== Extract to read

Issues of the Environment: Improving our environment with the use of a 'circular economy'
- Ann Arbor wants residents to get used to finding ways to extend the life of household goods such as toys, clothing, vehicles and bikes, furniture, and appliances by sharing, lending, repairing, and reusing them. At present, 67% of Washtenaw County waste ends up in Wayne County! (Source: https://www.a2gov.org/departments/sustainability/Sustainability-Me/Pages/Circular-Economy.aspx) The “circular economy” fights against the “global extractive economy and the continued push toward greater consumption. Put simply, a circular economy is a system designed to reuse materials continuously.” (Source: https://www.mdpi.com/2071-1050/13/6/3157/htm)
- The City of Ann Arbor has committed to a just and equitable transition to community-wide carbon neutrality by 2030. One of the seven strategies is “Changing the Way We Use, Reuse, and Dispose of Materials”, including the action: “move toward a circular economy”. Many cities are trying to move towards a circular economy, tailoring policies, actions, and outreach towards their unique circumstances. Regardless of context, becoming circular requires an array of actions including collaboration and partnership, policy setting, program development, and education. (Source: *directly quoted* https://www.mdpi.com/2071-1050/13/6/3157/htm)
- It’s all part of growing an ethos about how we think about and use “stuff”, which supports Strategy 5 of Ann Arbor’s A2Zero Carbon Neutrality plan. This strategy reduces the amount of single-use items and keeps usable items out of the landfill. To find resources the city has created this map of the locations in our community that support the circular economy and zero waste initiatives, which so far include a number of thrift stores and reuse retail stores, libraries, trade schools, repair shops, and social-environmental access points for community centers and shared spaces.
- Ann Arbor is also promoting locals who demonstrate best practices for the circular economy in a series of short videos on CTN (channel 16) called, Stories of Circularity. The first episode in the series features El Harissa, an Ann Arbor restaurant at the cutting edge of a zero-waste take-out system. Ann Arbor’s Reduce, Reuse, Return (A2R3) is a returnable container program, currently in the second pilot phase. It aims to reduce the amount of waste produced by restaurants in our community by providing restaurant patrons with reusable, returnable take-out containers through a network of participating locations across Ann Arbor.
- Missy Stults, Sustainability and Innovations Manager for the City of Ann Arbor, says that, in the year ahead, the city is going to put together “swap days”, reuse systems, and seek input from the public about how to make the circular economy accessible for daily life.

====
== Data supplied

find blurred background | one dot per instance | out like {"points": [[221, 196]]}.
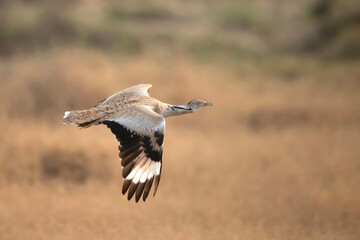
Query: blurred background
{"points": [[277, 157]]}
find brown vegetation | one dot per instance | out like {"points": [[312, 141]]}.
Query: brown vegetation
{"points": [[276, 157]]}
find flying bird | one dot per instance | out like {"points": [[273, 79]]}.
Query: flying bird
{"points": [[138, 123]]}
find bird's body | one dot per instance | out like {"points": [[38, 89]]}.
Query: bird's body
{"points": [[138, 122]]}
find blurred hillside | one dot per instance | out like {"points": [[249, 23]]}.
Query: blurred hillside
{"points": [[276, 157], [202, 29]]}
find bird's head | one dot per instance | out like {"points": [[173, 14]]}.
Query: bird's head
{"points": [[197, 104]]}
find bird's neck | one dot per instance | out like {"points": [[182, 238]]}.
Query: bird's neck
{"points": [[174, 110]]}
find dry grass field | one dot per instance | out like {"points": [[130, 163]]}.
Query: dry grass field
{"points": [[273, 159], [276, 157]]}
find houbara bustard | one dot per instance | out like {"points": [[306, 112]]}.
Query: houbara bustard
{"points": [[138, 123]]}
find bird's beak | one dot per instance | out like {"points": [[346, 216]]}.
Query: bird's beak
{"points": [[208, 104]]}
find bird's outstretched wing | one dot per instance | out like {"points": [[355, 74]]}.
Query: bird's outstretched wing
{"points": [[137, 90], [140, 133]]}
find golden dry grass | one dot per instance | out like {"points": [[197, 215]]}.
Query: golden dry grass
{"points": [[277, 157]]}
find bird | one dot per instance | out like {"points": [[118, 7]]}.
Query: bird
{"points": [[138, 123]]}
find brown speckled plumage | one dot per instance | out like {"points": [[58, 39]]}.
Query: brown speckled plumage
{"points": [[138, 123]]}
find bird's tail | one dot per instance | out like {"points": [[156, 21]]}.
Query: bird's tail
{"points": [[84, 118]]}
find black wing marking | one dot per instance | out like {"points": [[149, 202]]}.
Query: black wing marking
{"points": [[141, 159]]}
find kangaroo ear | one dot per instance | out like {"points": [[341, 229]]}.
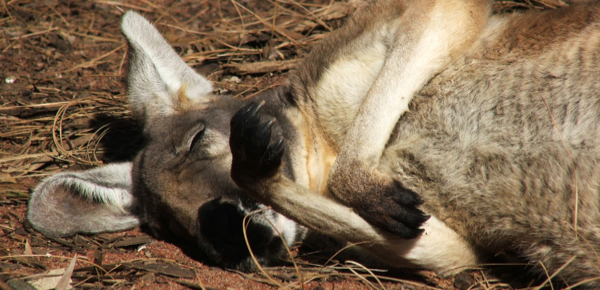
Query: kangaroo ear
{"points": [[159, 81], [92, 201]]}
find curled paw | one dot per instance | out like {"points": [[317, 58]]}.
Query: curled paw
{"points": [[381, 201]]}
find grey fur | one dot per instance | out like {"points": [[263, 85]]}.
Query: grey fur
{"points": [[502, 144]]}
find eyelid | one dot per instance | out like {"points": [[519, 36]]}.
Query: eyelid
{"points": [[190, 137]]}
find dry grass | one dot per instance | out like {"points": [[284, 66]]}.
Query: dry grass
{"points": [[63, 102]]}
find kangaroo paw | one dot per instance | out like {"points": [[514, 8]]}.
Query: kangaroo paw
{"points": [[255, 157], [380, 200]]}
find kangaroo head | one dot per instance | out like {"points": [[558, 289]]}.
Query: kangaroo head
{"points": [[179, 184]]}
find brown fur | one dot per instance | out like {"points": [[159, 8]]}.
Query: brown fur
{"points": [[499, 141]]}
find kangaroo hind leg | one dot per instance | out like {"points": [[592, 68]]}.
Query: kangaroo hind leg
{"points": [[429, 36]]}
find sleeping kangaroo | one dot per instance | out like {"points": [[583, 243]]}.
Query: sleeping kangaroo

====

**Task 1:** Using the article on Ann Arbor's circular economy, decide whether each statement agrees with it. Answer yes or no for each, and quote the words of the article that settle it. (a) Most of Washtenaw County's waste ends up in Wayne County. (b) Ann Arbor has committed to community-wide carbon neutrality by 2040. (c) The first episode of Stories of Circularity features a repair shop.
**Task 2:** Continue the article on Ann Arbor's circular economy, starting after its final sentence.
The material has nothing to do with the article on Ann Arbor's circular economy.

**Right answer 1:**
(a) Yes: "67% of Washtenaw County waste ends up in Wayne County"
(b) No: "community-wide carbon neutrality by 2030"
(c) No: "The first episode in the series features El Harissa, an Ann Arbor restaurant"

**Right answer 2:**
David Fair: This is 89 one WEMU, and welcome to Issues of the Environment. Some of us are still weeding through the remnants of the holidays. The kids and grandkids have new clothes and toys, and unfortunately, a lot of what it replaces is going to end up in the waste stream. The City of Ann Arbor is working to create systems that will reduce, reuse, and return those materials to productive use and keep them out of the landfills. It is the basis for what the experts call the "circular economy". Our guest today happens to be one of those experts. Missy Stults is the City of Ann Arbor's Sustainability and Innovations Manager. And welcome back to WEMU, Missy.
Missy Stults: Thanks so much, Dave. Great to be with you.
David Fair: One of the great things about a curbside waste management system is convenience. You set it out, and it's gone. One of the downsides is it leads to kind of an out of sight, out of mind mentality. So, for a little perspective, most all of Ann Arbor's trash goes to landfills in Wayne County, right?
Missy Stults That's right. About 67% of the waste that we generate has over 200,000 wastes in Wayne County.
David Fair: And landfills. They obviously produce a great deal of methane. Much of what is burned off further contributes to greenhouse gas emissions. And those emissions, they don't recognize municipal boundaries. What's bad for Wayne County is bad for Washtenaw County. Now that sounds contrary to the A2Zero plan to get Ann Arbor to carbon neutrality by 2030, right?
Missy Stults: That's exactly right. And I would just note that for those who aren't familiar, Ann Arbor actually has a capped landfill within our own boundaries. We don't send any waste there now. But we did for a very long time. And just like most landfills, if you look at where our landfill is located, it's adjacent to primarily low-income BIPOC, Black, indigenous and people of color neighborhood.
David Fair: And the air quality is worse.
Missy Stults: Exactly. That's correct.
David Fair: So, before we get into the role of the circular economy and the Ann Arbor plan, how exactly do you define the circular economy?
Missy Stults: Good question. I think this is often easier to think about in contrast to the linear economy, which is how you led in this section. It's where we buy something, we use something, we enjoy something, and then we discard something. And it goes to that landfill or to an incinerator. It just sort of disappears. But, of course, it never actually disappears right? It's a very linear process. A circular economy, in contrast to that, is about keeping things in circulation--in the circle. We think of that as an economic system that returns to a culture of reclaiming products and materials, rather than sending them out for disposal. And the purpose of that system is really to let no thing, place, or even person be treated as disposable.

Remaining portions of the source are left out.